» WHAT NEEDS TO BE DONE:
Please copy all of the data that follows exactly, leaving any pictures out.

» DATASET RECORDS:

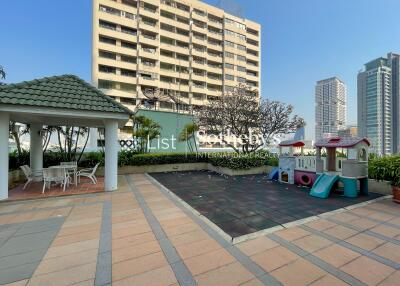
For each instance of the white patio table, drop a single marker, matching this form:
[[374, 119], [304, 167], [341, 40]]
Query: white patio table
[[67, 168]]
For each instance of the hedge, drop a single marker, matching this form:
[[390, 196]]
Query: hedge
[[132, 158]]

» EXERCISE OUTPUT:
For each instance of the white patio table, drop a single marker, matching this form:
[[374, 119], [304, 167], [341, 40]]
Query: white patio table
[[67, 168]]
For each instance of the hedge, drop a single marker, matching this form:
[[390, 196]]
Query: hedge
[[132, 158]]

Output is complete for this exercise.